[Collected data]
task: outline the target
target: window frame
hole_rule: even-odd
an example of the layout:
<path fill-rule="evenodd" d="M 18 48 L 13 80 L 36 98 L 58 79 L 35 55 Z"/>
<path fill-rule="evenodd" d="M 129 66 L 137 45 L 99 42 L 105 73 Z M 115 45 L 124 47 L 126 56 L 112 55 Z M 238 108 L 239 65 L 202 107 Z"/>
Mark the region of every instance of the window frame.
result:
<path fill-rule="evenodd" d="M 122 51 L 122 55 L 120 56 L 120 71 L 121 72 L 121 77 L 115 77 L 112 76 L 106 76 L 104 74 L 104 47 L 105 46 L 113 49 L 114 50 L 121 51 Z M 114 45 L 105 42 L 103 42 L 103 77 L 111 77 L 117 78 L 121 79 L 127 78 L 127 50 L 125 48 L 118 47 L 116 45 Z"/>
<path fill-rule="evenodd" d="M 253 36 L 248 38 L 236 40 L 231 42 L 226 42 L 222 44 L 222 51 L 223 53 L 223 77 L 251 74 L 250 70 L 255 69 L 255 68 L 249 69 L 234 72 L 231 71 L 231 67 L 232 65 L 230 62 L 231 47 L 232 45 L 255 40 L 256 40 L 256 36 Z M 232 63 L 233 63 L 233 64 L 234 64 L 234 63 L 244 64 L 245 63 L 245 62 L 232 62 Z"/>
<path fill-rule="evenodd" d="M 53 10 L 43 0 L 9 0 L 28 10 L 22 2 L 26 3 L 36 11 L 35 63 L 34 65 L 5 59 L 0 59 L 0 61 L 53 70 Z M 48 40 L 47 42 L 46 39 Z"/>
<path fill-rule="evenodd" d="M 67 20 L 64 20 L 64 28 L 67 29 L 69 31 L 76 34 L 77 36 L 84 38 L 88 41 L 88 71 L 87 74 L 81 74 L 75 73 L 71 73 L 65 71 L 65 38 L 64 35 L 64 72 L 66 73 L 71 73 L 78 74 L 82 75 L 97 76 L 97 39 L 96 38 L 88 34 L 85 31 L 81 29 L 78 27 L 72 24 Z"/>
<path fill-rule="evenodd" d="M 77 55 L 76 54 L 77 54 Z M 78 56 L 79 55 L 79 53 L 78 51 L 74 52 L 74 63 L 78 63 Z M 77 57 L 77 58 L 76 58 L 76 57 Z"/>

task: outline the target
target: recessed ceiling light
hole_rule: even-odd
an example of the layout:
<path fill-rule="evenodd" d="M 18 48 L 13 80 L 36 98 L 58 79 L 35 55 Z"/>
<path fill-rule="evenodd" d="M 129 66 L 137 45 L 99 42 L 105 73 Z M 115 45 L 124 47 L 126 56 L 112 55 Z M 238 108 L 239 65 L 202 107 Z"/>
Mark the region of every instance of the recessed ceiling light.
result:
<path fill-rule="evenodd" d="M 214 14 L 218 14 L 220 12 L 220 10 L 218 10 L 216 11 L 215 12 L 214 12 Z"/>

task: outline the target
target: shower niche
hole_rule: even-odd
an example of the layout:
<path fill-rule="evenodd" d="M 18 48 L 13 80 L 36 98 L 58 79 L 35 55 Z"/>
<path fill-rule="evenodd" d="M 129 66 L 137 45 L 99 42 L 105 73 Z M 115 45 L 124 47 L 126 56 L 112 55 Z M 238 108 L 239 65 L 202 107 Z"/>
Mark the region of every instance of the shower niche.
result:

GOAL: Can you rewrite all the records above, replacing "hole_rule" with "fill_rule" and leaving everything else unchanged?

THE REPLY:
task: outline the target
target: window frame
fill_rule: even-odd
an example of the layout:
<path fill-rule="evenodd" d="M 18 48 L 13 80 L 36 98 L 58 79 L 35 55 Z"/>
<path fill-rule="evenodd" d="M 129 66 L 137 45 L 99 42 L 105 73 Z M 115 45 L 124 47 L 126 56 L 112 55 Z M 238 108 L 239 65 L 202 107 Z"/>
Mark the region of every instance of the window frame.
result:
<path fill-rule="evenodd" d="M 122 51 L 122 55 L 120 56 L 120 71 L 121 72 L 121 77 L 115 77 L 112 76 L 106 76 L 104 74 L 104 47 L 105 46 L 113 49 L 114 50 L 121 51 Z M 114 45 L 105 42 L 103 42 L 103 77 L 111 77 L 117 78 L 121 79 L 127 78 L 127 50 L 125 48 L 118 47 L 116 45 Z"/>
<path fill-rule="evenodd" d="M 253 36 L 248 38 L 236 40 L 231 42 L 226 42 L 222 44 L 222 51 L 223 53 L 223 77 L 251 74 L 250 70 L 255 69 L 255 68 L 249 69 L 234 72 L 231 71 L 231 67 L 232 65 L 230 62 L 231 47 L 232 45 L 255 40 L 256 40 L 256 36 Z M 232 63 L 233 63 L 233 64 L 234 64 L 234 63 L 244 64 L 245 63 L 245 62 L 232 62 Z"/>
<path fill-rule="evenodd" d="M 53 10 L 43 0 L 9 0 L 28 10 L 22 2 L 26 3 L 36 11 L 35 63 L 34 65 L 5 59 L 0 59 L 0 61 L 53 70 Z M 48 40 L 47 42 L 46 39 Z"/>
<path fill-rule="evenodd" d="M 67 20 L 64 20 L 64 28 L 67 29 L 69 31 L 76 34 L 77 36 L 84 38 L 88 41 L 88 71 L 87 74 L 81 74 L 75 73 L 71 73 L 65 71 L 65 38 L 64 35 L 64 72 L 66 73 L 71 73 L 78 74 L 82 75 L 97 76 L 97 39 L 96 38 L 88 34 L 85 31 L 81 29 L 78 27 L 72 24 Z"/>
<path fill-rule="evenodd" d="M 77 55 L 76 54 L 77 54 Z M 78 56 L 79 55 L 79 53 L 78 51 L 74 52 L 74 63 L 78 63 Z M 77 57 L 77 58 L 76 58 L 76 57 Z"/>

task: outline the target
target: recessed ceiling light
fill_rule: even-odd
an example of the layout:
<path fill-rule="evenodd" d="M 18 48 L 13 80 L 36 98 L 58 79 L 35 55 Z"/>
<path fill-rule="evenodd" d="M 129 66 L 137 45 L 99 42 L 105 73 Z M 115 45 L 124 47 L 126 56 L 112 55 Z M 238 108 L 239 65 L 202 107 Z"/>
Mark the region of every instance of the recessed ceiling light.
result:
<path fill-rule="evenodd" d="M 214 14 L 218 14 L 220 12 L 220 10 L 218 10 L 216 11 L 215 12 L 214 12 Z"/>

task: outline the target
target: shower niche
fill_rule: even-odd
an example of the layout:
<path fill-rule="evenodd" d="M 18 48 L 13 80 L 36 98 L 58 79 L 35 55 Z"/>
<path fill-rule="evenodd" d="M 129 66 L 137 45 L 99 42 L 105 73 Z M 115 45 L 124 47 L 126 56 L 112 55 Z M 238 108 L 239 65 L 202 107 Z"/>
Mark the region of every instance of the shower niche.
result:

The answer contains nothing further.